Extracted records:
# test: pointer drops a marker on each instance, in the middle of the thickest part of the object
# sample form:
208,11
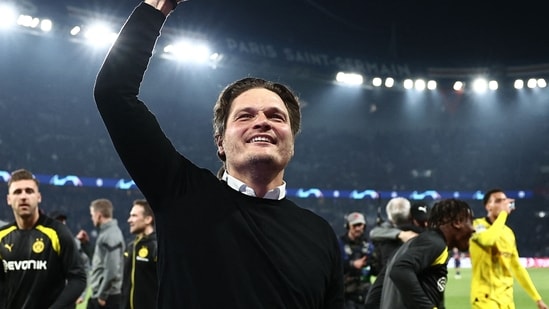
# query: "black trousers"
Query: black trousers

Your instructions: Can you rewrite the material above with each "trousers" swapped for "pants", everything else unchanged and the pictures left out?

Output below:
# test: pointer drops a marker on each instance, in the middle of the thickest part of the object
# sample form:
208,11
# query: "black pants"
Query: black pants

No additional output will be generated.